The Catch-22 Facing Black Voters At The Ballot Box

“The 2022 midterms are approaching and Black voters must choose between the Republican Party, which has actively worked against their interests for decades, and the Democratic Party, which has long struggled to meaningfully address race and racism, as well as issues important to Black voters — such as police reform and federal voting rights legislation.

The sad thing, at least for most Black voters, is it’s an easy choice. In the last 60 years or so, the Democratic Party, despite its many failures, has done far more for Black voters than the GOP. That’s why the vast majority of Black voters cast ballots for Democrats even if they aren’t necessarily liberal themselves. And therein lies the problem: Because Democratic leaders know that most Republican candidates aren’t a truly viable option for Black voters, the Democratic Party doesn’t have much incentive to court members of its most loyal constituency.

As former FiveThirtyEight senior reporter Farai Chideya wrote back in 2016, Black voters are so loyal that they’re considered “captured” — a theory put forth by Paul Frymer, a professor of politics at Princeton University, in a 1999 book titled “Uneasy Alliances: Race and Party Competition in America.” In other words, they’re ignored by one major party and taken for granted by the other.

**Raw data**:

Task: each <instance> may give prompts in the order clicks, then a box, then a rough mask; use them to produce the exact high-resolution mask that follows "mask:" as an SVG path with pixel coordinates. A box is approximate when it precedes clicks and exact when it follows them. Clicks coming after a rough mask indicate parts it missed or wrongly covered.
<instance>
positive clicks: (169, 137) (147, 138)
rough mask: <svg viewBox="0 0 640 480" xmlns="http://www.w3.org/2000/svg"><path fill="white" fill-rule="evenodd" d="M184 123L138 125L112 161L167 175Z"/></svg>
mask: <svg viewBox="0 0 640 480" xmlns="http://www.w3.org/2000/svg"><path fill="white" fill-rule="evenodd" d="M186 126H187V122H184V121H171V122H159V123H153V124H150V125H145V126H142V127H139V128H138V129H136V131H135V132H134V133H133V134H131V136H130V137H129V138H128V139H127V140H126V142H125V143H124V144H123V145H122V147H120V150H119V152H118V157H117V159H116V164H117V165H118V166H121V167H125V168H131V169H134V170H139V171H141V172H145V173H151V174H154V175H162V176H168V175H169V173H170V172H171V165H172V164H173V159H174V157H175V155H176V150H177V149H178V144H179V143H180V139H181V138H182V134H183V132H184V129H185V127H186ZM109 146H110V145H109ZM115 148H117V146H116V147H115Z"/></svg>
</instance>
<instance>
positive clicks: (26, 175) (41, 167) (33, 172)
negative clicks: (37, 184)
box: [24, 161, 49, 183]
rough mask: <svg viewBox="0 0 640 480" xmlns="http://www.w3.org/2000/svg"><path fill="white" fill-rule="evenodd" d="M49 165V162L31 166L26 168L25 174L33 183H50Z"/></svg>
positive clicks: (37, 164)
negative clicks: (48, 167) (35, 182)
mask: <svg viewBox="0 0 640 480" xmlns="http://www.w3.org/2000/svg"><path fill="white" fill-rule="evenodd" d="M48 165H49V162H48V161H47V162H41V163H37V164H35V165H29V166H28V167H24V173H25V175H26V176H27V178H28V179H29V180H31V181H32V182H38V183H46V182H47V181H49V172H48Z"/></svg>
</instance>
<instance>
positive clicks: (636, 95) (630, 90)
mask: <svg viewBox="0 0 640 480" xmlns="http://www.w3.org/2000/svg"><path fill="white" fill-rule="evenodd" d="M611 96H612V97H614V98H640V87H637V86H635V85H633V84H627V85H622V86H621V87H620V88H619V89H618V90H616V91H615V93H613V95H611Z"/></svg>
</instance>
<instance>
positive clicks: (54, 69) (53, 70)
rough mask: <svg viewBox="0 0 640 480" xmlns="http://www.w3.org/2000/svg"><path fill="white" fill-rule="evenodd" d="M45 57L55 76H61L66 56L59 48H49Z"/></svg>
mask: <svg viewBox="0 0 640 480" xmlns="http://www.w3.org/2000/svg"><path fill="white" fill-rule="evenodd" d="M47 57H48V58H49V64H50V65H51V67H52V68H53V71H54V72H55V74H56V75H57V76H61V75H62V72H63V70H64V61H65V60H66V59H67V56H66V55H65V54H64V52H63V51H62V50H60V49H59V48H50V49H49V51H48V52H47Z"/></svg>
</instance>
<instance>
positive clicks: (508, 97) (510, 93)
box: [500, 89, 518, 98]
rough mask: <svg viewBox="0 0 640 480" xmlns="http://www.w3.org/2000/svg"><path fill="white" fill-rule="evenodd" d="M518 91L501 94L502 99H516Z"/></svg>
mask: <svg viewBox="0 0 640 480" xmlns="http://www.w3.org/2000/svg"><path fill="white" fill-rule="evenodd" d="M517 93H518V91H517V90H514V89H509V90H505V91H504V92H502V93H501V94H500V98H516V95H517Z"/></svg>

**Requirement 1**: Rewrite the paragraph in the excerpt on Black voters that begins "The sad thing, at least for most Black voters," as a short list that keeps its main facts.
**Requirement 2**: Carry on the excerpt on Black voters from its last sentence.

**Response box 1**:
- For most Black voters, choosing between the two parties is an easy decision.
- Over roughly the last 60 years, the Democratic Party has done far more for Black voters than the GOP, despite its many failures.
- As a result, most Black voters back Democrats, even those who are not necessarily liberal.
- Democratic leaders know most Republican candidates are not a truly viable option for Black voters.
- So the Democratic Party has little incentive to court its most loyal constituency.

**Response box 2**:
“In recent elections, there’s normally some sort of conversation around what direction Latino or Asian Americans are going to swing,” said Jennifer Chudy, a professor of political science at Wellesley University. That “reveals the predicament Black voters are in because there’s not even a curiosity surrounding what they’ll do. … And I think they’re unique in that way.””

“Black voters are “captured” not simply because most favor Democrats, but because overt appeals to them are seen as disruptive to the rest of both party’s coalitions. But other voting blocs don’t necessarily experience the same thing. So, for example, Republicans can court white evangelicals because direct overtures to this group — for example, promoting anti-abortion policies, Christian values or legislation against transgender students and athletes — won’t turn off a majority of Republican voters. Certain civil rights issues that would have the greatest impact on Black voters, in contrast, are seen as too taboo to promote because being pro-Black is often conflated with being anti-white. As a result, politicians on both sides of the aisle often ignore Black voters’ concerns because they don’t want to take steps that would either turn off white voters or make it seem like they’re disrupting the existing racial hierarchies of power where white people are at the top.”